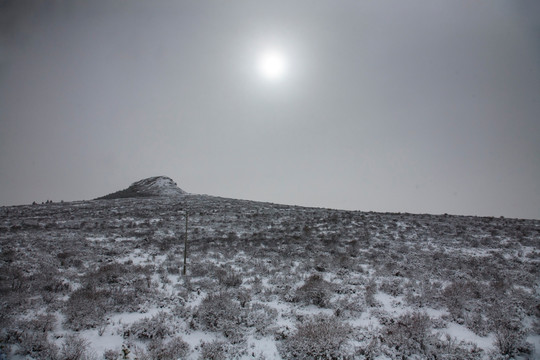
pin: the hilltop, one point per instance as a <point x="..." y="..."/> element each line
<point x="150" y="187"/>
<point x="264" y="281"/>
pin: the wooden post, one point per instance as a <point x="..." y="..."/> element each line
<point x="185" y="246"/>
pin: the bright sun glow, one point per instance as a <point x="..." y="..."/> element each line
<point x="272" y="64"/>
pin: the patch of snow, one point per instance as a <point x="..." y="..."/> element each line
<point x="461" y="333"/>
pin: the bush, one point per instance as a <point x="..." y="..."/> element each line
<point x="36" y="345"/>
<point x="174" y="349"/>
<point x="216" y="350"/>
<point x="260" y="317"/>
<point x="85" y="308"/>
<point x="321" y="337"/>
<point x="149" y="328"/>
<point x="510" y="339"/>
<point x="315" y="291"/>
<point x="74" y="348"/>
<point x="409" y="334"/>
<point x="218" y="312"/>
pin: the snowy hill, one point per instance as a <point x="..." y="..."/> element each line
<point x="153" y="186"/>
<point x="103" y="279"/>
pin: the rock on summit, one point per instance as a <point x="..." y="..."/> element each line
<point x="150" y="187"/>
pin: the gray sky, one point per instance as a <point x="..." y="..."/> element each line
<point x="414" y="106"/>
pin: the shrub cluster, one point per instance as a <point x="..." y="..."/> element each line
<point x="321" y="337"/>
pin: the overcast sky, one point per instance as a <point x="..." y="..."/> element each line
<point x="412" y="106"/>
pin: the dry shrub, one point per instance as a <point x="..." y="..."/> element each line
<point x="218" y="312"/>
<point x="315" y="291"/>
<point x="321" y="337"/>
<point x="409" y="334"/>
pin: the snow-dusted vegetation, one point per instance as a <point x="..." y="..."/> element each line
<point x="103" y="279"/>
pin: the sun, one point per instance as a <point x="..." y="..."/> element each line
<point x="272" y="64"/>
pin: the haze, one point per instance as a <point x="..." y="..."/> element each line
<point x="411" y="106"/>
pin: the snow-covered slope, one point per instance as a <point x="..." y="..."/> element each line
<point x="153" y="186"/>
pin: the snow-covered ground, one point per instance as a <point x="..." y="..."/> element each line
<point x="103" y="279"/>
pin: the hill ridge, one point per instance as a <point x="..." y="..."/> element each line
<point x="148" y="187"/>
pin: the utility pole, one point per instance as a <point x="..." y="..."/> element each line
<point x="185" y="245"/>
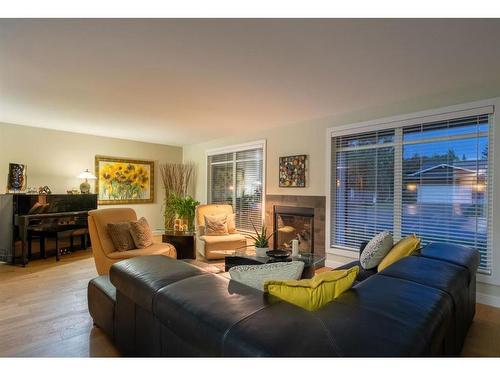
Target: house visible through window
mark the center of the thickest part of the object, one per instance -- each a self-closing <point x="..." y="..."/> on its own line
<point x="237" y="178"/>
<point x="431" y="179"/>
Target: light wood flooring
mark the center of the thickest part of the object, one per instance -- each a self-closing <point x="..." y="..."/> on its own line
<point x="43" y="313"/>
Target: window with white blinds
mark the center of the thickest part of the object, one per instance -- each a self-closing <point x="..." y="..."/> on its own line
<point x="237" y="178"/>
<point x="431" y="179"/>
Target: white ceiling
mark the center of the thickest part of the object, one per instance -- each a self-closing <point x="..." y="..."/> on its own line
<point x="187" y="81"/>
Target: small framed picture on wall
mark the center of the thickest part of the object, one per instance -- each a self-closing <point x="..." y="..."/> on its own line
<point x="292" y="171"/>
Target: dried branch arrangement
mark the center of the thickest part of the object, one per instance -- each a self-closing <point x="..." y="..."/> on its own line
<point x="178" y="180"/>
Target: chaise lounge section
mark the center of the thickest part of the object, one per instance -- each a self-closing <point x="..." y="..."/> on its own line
<point x="419" y="306"/>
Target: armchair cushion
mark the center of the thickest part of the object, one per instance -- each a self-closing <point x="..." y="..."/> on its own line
<point x="154" y="249"/>
<point x="228" y="238"/>
<point x="120" y="235"/>
<point x="141" y="233"/>
<point x="216" y="225"/>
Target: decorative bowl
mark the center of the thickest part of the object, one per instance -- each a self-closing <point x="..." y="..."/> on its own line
<point x="278" y="254"/>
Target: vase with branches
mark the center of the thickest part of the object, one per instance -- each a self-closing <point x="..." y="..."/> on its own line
<point x="178" y="179"/>
<point x="260" y="240"/>
<point x="181" y="207"/>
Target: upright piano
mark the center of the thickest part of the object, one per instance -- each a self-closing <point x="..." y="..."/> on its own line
<point x="24" y="214"/>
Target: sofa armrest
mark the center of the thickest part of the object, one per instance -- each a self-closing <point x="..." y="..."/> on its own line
<point x="362" y="247"/>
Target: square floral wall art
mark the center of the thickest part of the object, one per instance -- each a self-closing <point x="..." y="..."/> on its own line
<point x="293" y="171"/>
<point x="124" y="181"/>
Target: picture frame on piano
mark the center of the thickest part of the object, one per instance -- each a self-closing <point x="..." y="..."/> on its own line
<point x="124" y="181"/>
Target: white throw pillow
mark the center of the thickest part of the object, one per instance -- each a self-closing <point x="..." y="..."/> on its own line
<point x="255" y="275"/>
<point x="376" y="250"/>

▶ **GOAL OF THE EXERCISE**: What you return must match the records letter for letter, except that the pictures stay out.

▶ **SOLVED PROBLEM**:
pin: the hilltop, one point per instance as a <point x="..." y="..."/> element each line
<point x="150" y="187"/>
<point x="264" y="281"/>
pin: the wooden post, one point per instance as a <point x="..." y="..."/> element each line
<point x="185" y="246"/>
pin: the bright sun glow, one point per instance as a <point x="..." y="..."/> element each line
<point x="272" y="64"/>
pin: the patch of snow, one point per instance as a <point x="..." y="..."/> element each line
<point x="461" y="333"/>
pin: the bush, one point per instance as a <point x="..." y="..."/> element each line
<point x="36" y="345"/>
<point x="174" y="349"/>
<point x="216" y="350"/>
<point x="260" y="317"/>
<point x="85" y="308"/>
<point x="321" y="337"/>
<point x="149" y="328"/>
<point x="510" y="339"/>
<point x="315" y="291"/>
<point x="74" y="348"/>
<point x="409" y="334"/>
<point x="218" y="312"/>
pin: the snowy hill, one point per instance as a <point x="..." y="..."/> element each line
<point x="153" y="186"/>
<point x="103" y="279"/>
pin: the rock on summit, one point per instance as a <point x="..." y="..."/> element each line
<point x="150" y="187"/>
pin: the gray sky, one point per instance as a <point x="..." y="..."/> element each line
<point x="414" y="106"/>
pin: the shrub cluster, one point per instance as a <point x="..." y="..."/> element each line
<point x="321" y="337"/>
pin: the overcast sky, one point per instance as a <point x="..." y="..."/> element each line
<point x="412" y="106"/>
pin: the dry shrub, one point per instance as a <point x="..." y="..."/> element each line
<point x="218" y="312"/>
<point x="315" y="291"/>
<point x="321" y="337"/>
<point x="409" y="334"/>
pin: the snow-dusted vegetation, one point per instance as a <point x="..." y="..."/> element each line
<point x="103" y="279"/>
pin: the sun, one point per instance as a <point x="..." y="..."/> element each line
<point x="272" y="64"/>
pin: the haze, one point per instance as a <point x="..." y="..."/> element each line
<point x="411" y="106"/>
pin: the snow-covered slope, one point per instance as a <point x="..." y="..."/> element each line
<point x="153" y="186"/>
pin: the snow-covered ground, one point per instance as a <point x="..." y="..."/> element each line
<point x="103" y="279"/>
pin: the hill ridge, one point per instance as a <point x="..." y="..."/> element each line
<point x="148" y="187"/>
pin: the utility pole, one point per instance as a <point x="..." y="..."/> element each line
<point x="185" y="245"/>
Target: house visible through window
mark the center of the thickest part of the object, one per instance -- each a self-closing <point x="..." y="..."/> on its own line
<point x="237" y="178"/>
<point x="431" y="179"/>
Target: light wood flooring
mark the center of the thickest part of the object, one per instance -- each a self-closing <point x="..." y="..."/> on its own line
<point x="43" y="313"/>
Target: window with white blinds
mark the center of the thickest part of the object, one per instance -- each a self-closing <point x="..." y="..."/> on its own line
<point x="237" y="178"/>
<point x="431" y="179"/>
Target: white ceiling
mark the center of the thickest part of the object, one per instance -- each a self-closing <point x="..." y="..."/> on its own line
<point x="187" y="81"/>
Target: small framed picture on wall
mark the center of the thickest part of the object, one per instance -- each a self-closing <point x="..." y="..."/> on its own line
<point x="292" y="171"/>
Target: dried branch arrangement
mark the center of the thickest part of the object, one per instance -- each a self-closing <point x="..." y="..."/> on its own line
<point x="178" y="180"/>
Target: chaise lounge section
mark the center of the thickest part of the object, one per instance -- each a self-closing <point x="..." y="..."/> on its own line
<point x="419" y="306"/>
Target: armchair cushion
mark the center of the thickest part of the object, one per instance -- each a self-closing <point x="..." y="..."/> on its own line
<point x="154" y="249"/>
<point x="228" y="238"/>
<point x="120" y="235"/>
<point x="141" y="233"/>
<point x="216" y="225"/>
Target: decorative bowl
mark the center of the thickest part of the object, one per instance -- each a self-closing <point x="..." y="..."/> on its own line
<point x="278" y="254"/>
Target: vase with branches
mark the center of the thickest part of the object, one per instance -- each a self-closing <point x="..." y="..."/> on its own line
<point x="178" y="179"/>
<point x="260" y="240"/>
<point x="181" y="207"/>
Target: upright piano
mark the center of the thickest part of the object, one per instance -- each a self-closing <point x="..." y="..."/> on its own line
<point x="24" y="214"/>
Target: sofa armrest
mark the center of the thickest part of the object, one per instance -- each a self-closing <point x="..." y="..."/> on its own line
<point x="362" y="247"/>
Target: square floral wall art
mark the center of the thickest part of the object, one per instance -- each a self-closing <point x="..." y="..."/> on its own line
<point x="293" y="171"/>
<point x="124" y="181"/>
Target: picture frame on piano
mark the center of the thickest part of the object, one per instance -- each a self-closing <point x="..." y="..."/> on its own line
<point x="124" y="181"/>
Target: white throw pillow
mark the center of the thickest part of the object, one per instance -- each a self-closing <point x="..." y="..."/> on its own line
<point x="255" y="275"/>
<point x="376" y="250"/>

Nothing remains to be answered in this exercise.